-- What you need to do --
Keep every word the same. Repeat the records without their images.

══ Supplied records

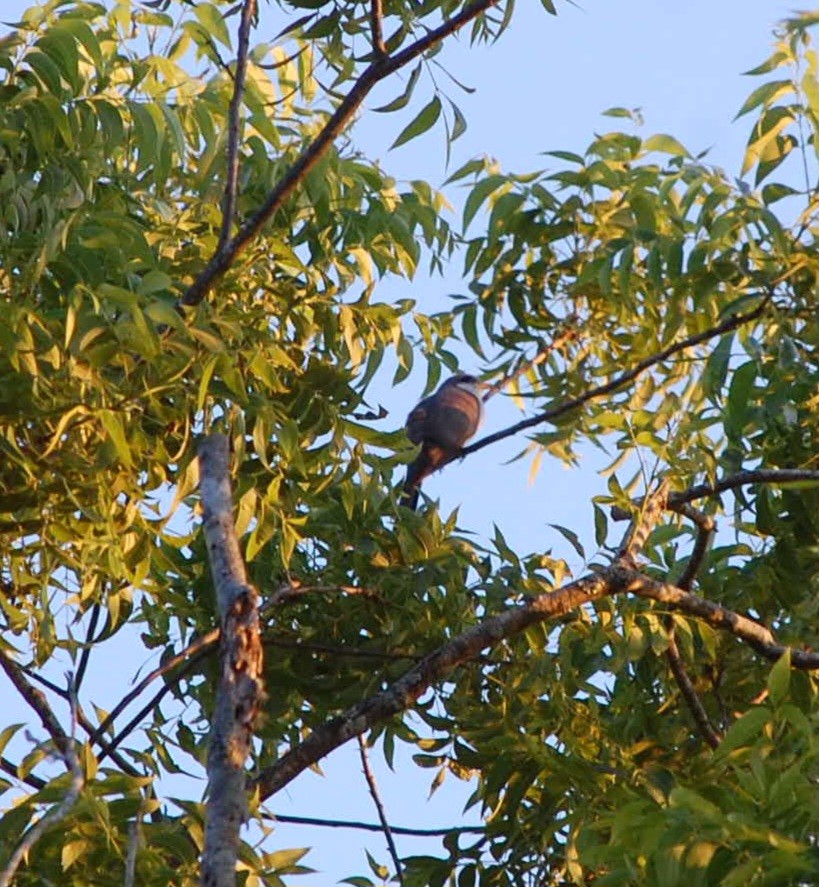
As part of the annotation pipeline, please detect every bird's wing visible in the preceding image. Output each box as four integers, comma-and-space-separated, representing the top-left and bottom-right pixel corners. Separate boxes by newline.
405, 394, 434, 444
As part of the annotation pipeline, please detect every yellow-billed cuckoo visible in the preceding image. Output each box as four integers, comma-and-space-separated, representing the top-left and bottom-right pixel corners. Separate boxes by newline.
401, 373, 484, 510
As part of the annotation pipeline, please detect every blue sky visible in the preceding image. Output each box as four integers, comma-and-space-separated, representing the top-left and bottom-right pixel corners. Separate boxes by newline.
0, 0, 801, 882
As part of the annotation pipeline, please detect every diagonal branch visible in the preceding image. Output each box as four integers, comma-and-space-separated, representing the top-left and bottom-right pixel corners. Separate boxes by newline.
463, 296, 769, 457
219, 0, 257, 254
0, 665, 84, 887
181, 0, 505, 307
253, 560, 818, 802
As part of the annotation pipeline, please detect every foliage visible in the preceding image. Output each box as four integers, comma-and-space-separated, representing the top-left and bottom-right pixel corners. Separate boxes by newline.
0, 1, 817, 886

════

-- Answer to the exercise --
As part of the annotation pipeline, please detect every bird's wing visible in the preceding image. Output each box as four integers, comma-and-space-separated, representing the top-left and bottom-right pixel corners. Separate boxes by newline.
405, 394, 434, 444
As part of the annotation pipeline, please detect every yellow-billed cuckoo visible in the preceding image. Output each box as four integers, comma-and-space-separated, representing the top-left and bottom-right pixel corners. Separate boxes by newline.
401, 373, 484, 510
As part of the annotation pipeline, please detect every blue sky visible in the preceding image. Output each box as four integers, comma-and-space-separated, representing the top-left and bottom-right pixel corners. Separate boxes by newline.
0, 0, 801, 882
As part of the annotation pipeline, please detect every diagonal branch visible in the preceding image. Output each box as four integers, comma-and-space-separated, representing the top-left and bottom-right pixel corners. Separate boxes by newline.
463, 296, 769, 457
219, 0, 257, 254
0, 665, 84, 887
181, 0, 505, 307
253, 560, 818, 802
As part of the annotation pipeline, please detect every foliage visible in the preceding image. Output each box as four integers, comma-and-space-separated, representing the top-left and bottom-right pixel corners. Separate boxes by newline.
0, 1, 817, 886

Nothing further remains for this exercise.